[THE PROBLEM]: In the data below, retype exactly the line that contains "Target: shirt cuff" and every line after it, through the last.

[EXERCISE MATERIAL]:
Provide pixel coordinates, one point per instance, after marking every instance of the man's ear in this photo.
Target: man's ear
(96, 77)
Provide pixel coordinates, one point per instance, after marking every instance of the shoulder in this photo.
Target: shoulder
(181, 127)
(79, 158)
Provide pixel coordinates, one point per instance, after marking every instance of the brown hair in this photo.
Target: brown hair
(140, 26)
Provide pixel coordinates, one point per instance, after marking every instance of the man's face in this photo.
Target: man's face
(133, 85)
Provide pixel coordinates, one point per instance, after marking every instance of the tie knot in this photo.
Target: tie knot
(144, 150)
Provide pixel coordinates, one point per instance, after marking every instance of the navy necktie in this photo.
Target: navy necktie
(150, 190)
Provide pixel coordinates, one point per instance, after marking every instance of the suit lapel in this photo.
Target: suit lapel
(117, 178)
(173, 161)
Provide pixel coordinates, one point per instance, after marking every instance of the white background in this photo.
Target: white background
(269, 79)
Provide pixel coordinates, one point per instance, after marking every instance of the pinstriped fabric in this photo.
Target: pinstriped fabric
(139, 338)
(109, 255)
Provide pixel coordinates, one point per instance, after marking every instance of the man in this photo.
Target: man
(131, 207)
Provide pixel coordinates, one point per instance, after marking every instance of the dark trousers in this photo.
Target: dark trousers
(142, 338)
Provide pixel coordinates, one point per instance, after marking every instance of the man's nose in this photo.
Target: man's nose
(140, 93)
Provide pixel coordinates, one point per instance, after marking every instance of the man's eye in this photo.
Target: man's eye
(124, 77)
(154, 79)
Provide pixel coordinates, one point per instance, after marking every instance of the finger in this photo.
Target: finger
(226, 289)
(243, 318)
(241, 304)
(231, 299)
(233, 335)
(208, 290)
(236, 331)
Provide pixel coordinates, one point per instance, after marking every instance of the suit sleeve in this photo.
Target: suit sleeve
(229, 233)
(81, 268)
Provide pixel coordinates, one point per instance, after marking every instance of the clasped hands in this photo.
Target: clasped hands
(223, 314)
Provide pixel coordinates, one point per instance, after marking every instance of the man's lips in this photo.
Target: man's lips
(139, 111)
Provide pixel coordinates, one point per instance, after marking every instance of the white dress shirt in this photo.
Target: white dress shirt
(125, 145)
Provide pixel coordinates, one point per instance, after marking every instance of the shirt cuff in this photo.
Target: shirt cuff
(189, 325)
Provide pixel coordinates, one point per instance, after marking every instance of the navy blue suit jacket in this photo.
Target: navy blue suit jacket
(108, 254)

[RESPONSE]:
Target: shirt cuff
(189, 325)
Provide pixel coordinates, one point per instance, after marking every instance of the navy blue suit jacket in this photo.
Target: navy blue suit jacket
(108, 254)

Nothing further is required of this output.